>> begin Given records

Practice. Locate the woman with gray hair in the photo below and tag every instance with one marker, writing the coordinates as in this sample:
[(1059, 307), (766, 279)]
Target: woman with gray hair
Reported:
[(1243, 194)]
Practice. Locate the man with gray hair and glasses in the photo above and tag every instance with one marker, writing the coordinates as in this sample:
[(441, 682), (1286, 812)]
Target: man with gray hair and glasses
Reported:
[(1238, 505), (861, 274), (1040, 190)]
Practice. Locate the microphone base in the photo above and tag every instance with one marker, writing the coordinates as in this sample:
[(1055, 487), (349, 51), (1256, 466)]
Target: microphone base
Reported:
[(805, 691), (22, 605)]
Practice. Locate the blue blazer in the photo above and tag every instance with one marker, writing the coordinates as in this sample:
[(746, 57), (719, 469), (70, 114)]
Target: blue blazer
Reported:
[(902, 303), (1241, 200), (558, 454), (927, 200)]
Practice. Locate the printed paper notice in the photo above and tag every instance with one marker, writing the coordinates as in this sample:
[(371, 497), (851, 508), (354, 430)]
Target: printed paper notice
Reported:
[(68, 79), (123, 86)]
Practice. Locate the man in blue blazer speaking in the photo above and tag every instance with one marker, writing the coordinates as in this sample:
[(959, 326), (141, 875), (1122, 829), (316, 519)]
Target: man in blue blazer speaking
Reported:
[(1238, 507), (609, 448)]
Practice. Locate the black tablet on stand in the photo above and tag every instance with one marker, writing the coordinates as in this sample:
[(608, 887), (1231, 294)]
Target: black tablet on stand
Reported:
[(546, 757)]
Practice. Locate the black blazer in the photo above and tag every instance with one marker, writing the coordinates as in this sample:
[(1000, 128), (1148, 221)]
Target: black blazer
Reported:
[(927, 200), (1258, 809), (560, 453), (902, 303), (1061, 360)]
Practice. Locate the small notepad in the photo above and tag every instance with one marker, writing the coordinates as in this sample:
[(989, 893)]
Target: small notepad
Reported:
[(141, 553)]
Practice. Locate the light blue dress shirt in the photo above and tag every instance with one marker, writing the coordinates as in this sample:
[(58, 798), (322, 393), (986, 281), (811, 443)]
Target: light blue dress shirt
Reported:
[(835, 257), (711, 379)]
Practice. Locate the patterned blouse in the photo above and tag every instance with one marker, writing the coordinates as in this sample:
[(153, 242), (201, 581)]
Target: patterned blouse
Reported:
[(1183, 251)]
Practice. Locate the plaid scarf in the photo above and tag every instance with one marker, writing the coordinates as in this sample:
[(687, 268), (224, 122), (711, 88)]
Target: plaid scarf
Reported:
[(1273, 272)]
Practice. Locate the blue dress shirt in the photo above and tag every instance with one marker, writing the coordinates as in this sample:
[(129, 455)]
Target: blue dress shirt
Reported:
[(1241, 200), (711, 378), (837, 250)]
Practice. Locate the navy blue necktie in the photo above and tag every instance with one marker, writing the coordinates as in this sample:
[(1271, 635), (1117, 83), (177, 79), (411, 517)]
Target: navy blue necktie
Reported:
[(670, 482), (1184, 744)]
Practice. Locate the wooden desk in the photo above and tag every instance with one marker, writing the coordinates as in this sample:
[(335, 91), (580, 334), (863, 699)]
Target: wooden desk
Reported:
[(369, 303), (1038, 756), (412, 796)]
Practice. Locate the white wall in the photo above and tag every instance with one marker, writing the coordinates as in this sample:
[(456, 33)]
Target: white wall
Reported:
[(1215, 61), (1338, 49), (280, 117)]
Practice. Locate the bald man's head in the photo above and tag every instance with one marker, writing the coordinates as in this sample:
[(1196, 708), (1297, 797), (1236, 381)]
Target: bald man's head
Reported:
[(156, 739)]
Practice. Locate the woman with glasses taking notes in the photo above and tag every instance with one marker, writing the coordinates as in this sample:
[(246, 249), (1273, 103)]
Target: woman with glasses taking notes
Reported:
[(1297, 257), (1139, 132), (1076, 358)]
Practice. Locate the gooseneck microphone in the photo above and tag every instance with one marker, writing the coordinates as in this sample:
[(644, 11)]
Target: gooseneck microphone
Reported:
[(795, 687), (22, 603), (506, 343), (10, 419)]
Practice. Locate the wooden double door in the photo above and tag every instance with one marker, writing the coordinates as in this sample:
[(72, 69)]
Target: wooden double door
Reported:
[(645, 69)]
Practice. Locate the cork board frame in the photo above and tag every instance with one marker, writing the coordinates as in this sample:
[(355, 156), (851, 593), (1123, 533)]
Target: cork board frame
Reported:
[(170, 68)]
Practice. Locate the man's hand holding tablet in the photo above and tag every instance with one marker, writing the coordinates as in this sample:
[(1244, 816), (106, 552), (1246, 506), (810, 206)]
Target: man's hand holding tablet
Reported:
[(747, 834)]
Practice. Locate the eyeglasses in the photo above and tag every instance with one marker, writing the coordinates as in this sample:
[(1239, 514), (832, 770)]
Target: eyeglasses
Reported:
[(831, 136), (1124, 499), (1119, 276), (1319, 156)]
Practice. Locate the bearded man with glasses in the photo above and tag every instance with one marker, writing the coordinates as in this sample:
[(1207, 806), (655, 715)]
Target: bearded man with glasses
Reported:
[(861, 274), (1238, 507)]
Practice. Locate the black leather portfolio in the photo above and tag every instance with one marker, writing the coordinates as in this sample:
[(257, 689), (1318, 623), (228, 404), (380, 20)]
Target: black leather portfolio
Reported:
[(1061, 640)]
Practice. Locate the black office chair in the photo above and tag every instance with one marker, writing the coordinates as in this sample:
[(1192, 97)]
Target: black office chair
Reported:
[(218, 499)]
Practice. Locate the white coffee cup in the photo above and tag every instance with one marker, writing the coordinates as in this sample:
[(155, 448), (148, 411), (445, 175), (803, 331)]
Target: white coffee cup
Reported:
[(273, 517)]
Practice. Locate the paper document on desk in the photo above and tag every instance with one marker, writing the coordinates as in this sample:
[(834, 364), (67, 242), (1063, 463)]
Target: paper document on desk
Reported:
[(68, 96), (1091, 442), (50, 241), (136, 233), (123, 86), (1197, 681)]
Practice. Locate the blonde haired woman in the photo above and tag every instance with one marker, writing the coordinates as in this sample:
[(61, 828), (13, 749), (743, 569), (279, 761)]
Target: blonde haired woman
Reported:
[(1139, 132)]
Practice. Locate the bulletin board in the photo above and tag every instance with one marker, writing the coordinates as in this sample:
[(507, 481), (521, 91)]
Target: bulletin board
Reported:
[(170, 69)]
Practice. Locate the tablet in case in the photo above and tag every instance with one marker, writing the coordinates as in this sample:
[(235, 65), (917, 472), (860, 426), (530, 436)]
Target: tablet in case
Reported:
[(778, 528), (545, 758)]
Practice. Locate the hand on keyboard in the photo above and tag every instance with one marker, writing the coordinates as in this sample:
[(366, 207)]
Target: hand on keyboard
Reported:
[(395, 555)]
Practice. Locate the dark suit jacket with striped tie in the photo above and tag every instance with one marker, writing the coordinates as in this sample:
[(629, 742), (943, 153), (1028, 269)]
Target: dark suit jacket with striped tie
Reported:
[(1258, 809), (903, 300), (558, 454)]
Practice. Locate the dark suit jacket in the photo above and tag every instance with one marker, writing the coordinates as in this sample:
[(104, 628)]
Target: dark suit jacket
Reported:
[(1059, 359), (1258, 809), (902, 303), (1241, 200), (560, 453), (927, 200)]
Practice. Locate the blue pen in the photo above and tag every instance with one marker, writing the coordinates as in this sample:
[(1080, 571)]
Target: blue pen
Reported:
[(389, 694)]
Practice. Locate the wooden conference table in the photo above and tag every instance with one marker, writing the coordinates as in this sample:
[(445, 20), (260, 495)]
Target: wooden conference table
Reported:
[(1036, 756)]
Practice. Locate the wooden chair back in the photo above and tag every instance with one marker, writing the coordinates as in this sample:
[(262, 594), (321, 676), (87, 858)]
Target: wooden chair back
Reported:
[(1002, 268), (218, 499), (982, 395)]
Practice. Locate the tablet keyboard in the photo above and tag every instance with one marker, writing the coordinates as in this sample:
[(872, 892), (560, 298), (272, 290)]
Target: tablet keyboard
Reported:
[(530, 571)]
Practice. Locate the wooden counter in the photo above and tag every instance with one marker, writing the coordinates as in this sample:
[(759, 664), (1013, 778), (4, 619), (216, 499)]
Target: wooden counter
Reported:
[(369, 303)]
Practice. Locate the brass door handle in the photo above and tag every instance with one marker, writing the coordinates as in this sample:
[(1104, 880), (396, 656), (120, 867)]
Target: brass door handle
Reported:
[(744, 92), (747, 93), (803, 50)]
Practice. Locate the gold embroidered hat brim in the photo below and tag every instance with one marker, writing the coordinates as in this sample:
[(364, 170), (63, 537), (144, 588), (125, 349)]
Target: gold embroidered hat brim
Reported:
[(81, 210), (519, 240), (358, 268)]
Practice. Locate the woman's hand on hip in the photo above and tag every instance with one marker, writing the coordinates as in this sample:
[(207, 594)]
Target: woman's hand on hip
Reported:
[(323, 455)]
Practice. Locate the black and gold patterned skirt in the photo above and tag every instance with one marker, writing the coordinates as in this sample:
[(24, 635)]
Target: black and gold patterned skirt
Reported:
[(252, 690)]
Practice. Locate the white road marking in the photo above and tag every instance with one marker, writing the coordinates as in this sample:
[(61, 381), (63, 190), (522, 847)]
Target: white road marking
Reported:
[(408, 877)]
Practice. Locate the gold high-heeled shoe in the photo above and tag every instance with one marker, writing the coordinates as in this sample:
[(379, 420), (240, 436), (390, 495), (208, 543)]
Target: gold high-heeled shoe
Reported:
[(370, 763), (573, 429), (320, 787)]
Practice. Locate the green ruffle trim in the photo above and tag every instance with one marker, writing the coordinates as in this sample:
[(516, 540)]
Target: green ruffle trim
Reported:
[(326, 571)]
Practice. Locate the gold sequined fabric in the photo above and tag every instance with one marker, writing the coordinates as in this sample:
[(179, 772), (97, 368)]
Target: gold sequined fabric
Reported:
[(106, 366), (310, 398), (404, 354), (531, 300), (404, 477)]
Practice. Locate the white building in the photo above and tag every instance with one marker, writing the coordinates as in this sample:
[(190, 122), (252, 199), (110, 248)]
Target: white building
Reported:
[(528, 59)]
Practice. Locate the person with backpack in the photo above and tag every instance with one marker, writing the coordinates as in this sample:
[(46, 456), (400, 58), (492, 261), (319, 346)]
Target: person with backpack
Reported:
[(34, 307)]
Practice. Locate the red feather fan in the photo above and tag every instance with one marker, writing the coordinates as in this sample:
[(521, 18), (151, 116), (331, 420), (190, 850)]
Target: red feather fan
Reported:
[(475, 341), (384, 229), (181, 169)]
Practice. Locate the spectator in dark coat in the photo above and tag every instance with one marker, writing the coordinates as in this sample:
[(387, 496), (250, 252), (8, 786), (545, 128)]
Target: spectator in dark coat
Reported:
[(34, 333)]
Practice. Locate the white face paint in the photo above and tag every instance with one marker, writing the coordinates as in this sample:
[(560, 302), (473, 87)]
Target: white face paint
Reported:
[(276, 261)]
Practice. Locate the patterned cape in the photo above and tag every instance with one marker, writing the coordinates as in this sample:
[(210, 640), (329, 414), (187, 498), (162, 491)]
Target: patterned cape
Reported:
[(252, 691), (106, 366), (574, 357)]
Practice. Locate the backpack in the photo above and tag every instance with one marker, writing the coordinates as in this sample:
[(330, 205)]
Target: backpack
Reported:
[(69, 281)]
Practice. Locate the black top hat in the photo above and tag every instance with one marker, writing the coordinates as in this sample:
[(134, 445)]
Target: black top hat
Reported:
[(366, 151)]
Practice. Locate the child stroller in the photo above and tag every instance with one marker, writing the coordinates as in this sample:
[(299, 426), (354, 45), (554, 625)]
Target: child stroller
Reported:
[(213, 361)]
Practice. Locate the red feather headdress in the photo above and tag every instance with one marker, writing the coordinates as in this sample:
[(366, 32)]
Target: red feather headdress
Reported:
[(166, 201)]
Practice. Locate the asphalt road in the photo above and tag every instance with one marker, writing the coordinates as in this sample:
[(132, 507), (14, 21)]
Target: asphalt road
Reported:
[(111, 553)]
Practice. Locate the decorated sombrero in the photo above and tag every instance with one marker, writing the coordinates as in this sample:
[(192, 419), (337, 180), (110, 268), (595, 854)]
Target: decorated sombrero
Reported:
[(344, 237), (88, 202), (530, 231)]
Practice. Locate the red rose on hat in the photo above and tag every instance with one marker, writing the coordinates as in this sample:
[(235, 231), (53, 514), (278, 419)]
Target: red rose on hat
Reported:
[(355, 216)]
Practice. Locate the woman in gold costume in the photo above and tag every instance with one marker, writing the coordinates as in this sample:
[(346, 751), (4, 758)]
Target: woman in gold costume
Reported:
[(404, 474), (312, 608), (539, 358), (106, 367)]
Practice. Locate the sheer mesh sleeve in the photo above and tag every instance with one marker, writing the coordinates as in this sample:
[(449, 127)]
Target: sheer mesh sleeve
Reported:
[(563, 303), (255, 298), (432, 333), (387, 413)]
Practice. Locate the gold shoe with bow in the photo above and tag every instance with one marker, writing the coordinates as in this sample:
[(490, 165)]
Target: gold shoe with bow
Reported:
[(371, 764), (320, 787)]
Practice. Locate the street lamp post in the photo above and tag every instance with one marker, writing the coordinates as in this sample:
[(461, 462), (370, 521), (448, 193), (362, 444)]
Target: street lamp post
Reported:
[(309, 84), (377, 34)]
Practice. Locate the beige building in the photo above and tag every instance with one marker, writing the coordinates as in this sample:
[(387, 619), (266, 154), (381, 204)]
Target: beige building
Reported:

>> end Given records

**Exercise requirements:** Please copy the records again, starting at the line that contains "Practice. Locate the red feather headdress" and ending at the end of the records, and substitute "Recorded" for every "Reported" while keeping everything else unchanged.

**Answer to this task:**
Practice. Locate the red feather headdress in the photo above and tag every instance with one marker, writing the coordinates as in this sample:
[(366, 32)]
Target: red feather headdress
Recorded:
[(166, 201)]
Practice. Locate the asphalt road in the photo above and tag every instance with one marker, writing the coordinates as in this sample:
[(132, 507), (14, 21)]
Target: asphalt road
Recorded:
[(111, 553)]
Practice. Locate the decorated sombrero in the photo above and tag every instance with one marker, writing the coordinates as in this sample:
[(192, 419), (337, 180), (110, 268), (595, 854)]
Target: decorated sombrero
Recorded:
[(344, 237), (88, 202), (530, 231)]
Practice. Locate the red rose on hat in the photo above and tag every instance with one marker, writing the coordinates as in this sample:
[(235, 231), (53, 514), (278, 419)]
Target: red rose on hat
Recorded:
[(355, 216)]
Practice. Locate the woman in gold costume in the photo above and tag every instance with one marker, writing the coordinates as in this sample:
[(346, 751), (4, 758)]
Target: woman in gold costume
Recorded:
[(404, 474), (312, 608), (539, 358), (106, 367)]
Practice. Locate the sheer mesh sleeve in the photo above and tag every instance with one marker, writing the coordinates as in this sample:
[(449, 127)]
Target: sheer mesh sleeve
Recorded:
[(563, 303), (255, 298), (432, 333), (387, 413)]
Practice. Locate the gold shoe with bow in the photo above and tag every instance with one marker, writing the coordinates as in this sample:
[(490, 165)]
Target: gold shoe with bow
Recorded:
[(371, 764), (320, 787)]
Practice. Locate the street lamp post in the photo above and tag every instance with one marker, writing the coordinates as in this sample:
[(461, 462), (370, 521), (448, 193), (362, 444)]
Target: street lamp post
Recorded:
[(309, 84), (377, 34)]
Practice. Locate the beige building in the photo above and tag every instance with one marker, writing the coordinates as in this sample:
[(387, 619), (266, 154), (381, 204)]
Target: beige building
Recorded:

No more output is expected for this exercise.